▶ Instructions:
A) In the column on President McAleese and the House of Windsor, what did Earl Spencer charge each visitor to the Spencer estate once Diana was buried there?
B) Carry on the column on President McAleese and the House of Windsor from its final sentence, keeping its voice.

▶ Exercise text:

Whole hours pass these days when I feel unprecedented affection for President McAleese and Martin, their children, our little republic, and the founding fathers who freed us from the yoke of monarchy, writes Kathy Sheridan.
Are we not blessed to have a head of state who shows no inclination to show up mid-morning at Leinster House, in full-on, shimmering evening regalia and jewelled crown, to read the government's legislative programme from a roll of hand-inscribed goat skin? Or with her son, who desists from summoning passing varlets to hold the specimen bottle while he provides a urine sample for the doctor?
Anyone who has not been mildly titillated by revelations from the House of Windsor in recent weeks, is surely tired of life. All that funny stuff with the butlers, valets and pages of the backstairs with their eye-watering array of sexual orientations; that business involving unwanted royal gifts and Charles' "indispensable" aide, aka Fawcett the Fence; the paternal letters from Prince Philip to Diana, in which "trollop" is the sweetest word; the heroic orator, Earl Spencer, who refused her refuge on the vast Spencer estate on grounds of his family's privacy, only to fling open the gates to hordes of privacy-busting plebs at £10.50 a pop once she was buried there.

[Entries drawn from a collection]
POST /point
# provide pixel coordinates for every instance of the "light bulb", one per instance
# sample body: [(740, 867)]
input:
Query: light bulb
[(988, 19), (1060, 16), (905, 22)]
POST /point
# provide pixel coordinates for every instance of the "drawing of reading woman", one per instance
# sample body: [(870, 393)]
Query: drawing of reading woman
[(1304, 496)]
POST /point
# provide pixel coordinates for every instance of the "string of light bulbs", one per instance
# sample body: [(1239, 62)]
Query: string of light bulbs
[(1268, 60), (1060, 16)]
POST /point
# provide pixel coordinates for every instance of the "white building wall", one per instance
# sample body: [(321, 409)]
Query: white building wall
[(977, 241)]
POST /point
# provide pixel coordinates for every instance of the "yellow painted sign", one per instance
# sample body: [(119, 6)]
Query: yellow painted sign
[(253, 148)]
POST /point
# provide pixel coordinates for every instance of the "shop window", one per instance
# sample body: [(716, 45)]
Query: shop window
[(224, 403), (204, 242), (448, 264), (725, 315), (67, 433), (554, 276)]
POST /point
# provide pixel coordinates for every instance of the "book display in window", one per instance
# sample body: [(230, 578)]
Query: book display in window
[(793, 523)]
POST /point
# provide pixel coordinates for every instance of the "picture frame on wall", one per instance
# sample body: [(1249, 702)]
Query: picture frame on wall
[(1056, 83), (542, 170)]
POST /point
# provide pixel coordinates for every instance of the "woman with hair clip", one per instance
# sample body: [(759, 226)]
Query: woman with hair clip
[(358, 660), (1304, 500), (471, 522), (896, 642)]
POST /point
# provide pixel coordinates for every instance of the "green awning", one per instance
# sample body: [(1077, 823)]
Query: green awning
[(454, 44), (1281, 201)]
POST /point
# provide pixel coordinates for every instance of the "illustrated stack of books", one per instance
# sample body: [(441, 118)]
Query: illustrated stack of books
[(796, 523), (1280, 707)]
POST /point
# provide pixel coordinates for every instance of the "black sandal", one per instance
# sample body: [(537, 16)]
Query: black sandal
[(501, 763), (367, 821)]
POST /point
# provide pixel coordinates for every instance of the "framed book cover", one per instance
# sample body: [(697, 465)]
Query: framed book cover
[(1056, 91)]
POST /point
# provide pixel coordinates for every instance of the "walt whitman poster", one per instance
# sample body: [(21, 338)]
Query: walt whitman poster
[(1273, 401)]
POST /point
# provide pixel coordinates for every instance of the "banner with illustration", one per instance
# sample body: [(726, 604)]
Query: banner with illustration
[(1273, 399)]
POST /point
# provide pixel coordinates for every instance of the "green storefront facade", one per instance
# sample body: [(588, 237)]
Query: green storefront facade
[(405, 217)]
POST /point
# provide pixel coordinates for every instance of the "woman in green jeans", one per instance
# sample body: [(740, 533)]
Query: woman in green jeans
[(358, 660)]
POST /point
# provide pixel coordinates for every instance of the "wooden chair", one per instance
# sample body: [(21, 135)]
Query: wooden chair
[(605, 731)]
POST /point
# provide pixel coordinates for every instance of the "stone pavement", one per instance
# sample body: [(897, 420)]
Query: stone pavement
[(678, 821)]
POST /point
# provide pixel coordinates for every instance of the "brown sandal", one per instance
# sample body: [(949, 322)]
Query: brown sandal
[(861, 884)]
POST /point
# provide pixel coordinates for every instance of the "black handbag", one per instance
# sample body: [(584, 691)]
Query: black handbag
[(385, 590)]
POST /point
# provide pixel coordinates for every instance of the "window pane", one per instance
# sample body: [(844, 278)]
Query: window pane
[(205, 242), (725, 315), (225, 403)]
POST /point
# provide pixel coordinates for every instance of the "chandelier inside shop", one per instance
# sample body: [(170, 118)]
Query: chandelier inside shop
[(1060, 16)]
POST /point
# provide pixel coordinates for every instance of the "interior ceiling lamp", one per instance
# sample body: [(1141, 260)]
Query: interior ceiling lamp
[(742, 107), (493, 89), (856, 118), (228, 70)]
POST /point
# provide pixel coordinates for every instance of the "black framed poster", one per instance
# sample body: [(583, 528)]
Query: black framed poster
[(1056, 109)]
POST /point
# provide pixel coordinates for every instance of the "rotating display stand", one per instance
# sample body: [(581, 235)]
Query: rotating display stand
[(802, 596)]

▶ Solved tasks:
A) £10.50 each.

B)
The dominant spirit throughout has been the same: Diana, the woman who had herself chauffeured around Paddington of a wet evening to dole out "pink grannies" (£50 notes with her sons' Granny on the front) to prostitutes and to hurl the odd fur coat out the window at a beggar and who got a thrill out of phoning her eminent heart-surgeon lover just as he plunged the scalpel into an aorta. Not to mention his taste for Kentucky Fried Chicken
All good, finger-lickin' fun, with the extended Windsor tribe coming out of it as net contributors to the gaiety of nations.
Sadly, there is a point at which the nonsense becomes more sinister than silly. "There are powers at work about which we know nothing", the Queen is supposed to have said to Burrell the butler shortly after Diana's death. Imagine if our head of state went about, delivering such sotto voce warnings to lowly civil servants?
Think of the fevered editorials, the snorts of Vincent Browne, the outraged calls to Joe Duffy. What "powers" was she talking about? J.P. McManus, Fergus Finlay, Marguerite McDaid, al-Qaeda, MI5?
And who is this "we"? The royal "we", "we, my innocent family", "we, the family" or "we, along with all you little people"? How do "we" know that these "powers" exist when "we" claim to "know nothing" about them?
Why do "we" claim to know nothing about those "powers", since "we" are head of state and in pole position to demand answers?
And what exactly are "we" hoping to achieve by conveying this information to a lowly servant? A warning to stay schtum? A friendly hint to be careful out there?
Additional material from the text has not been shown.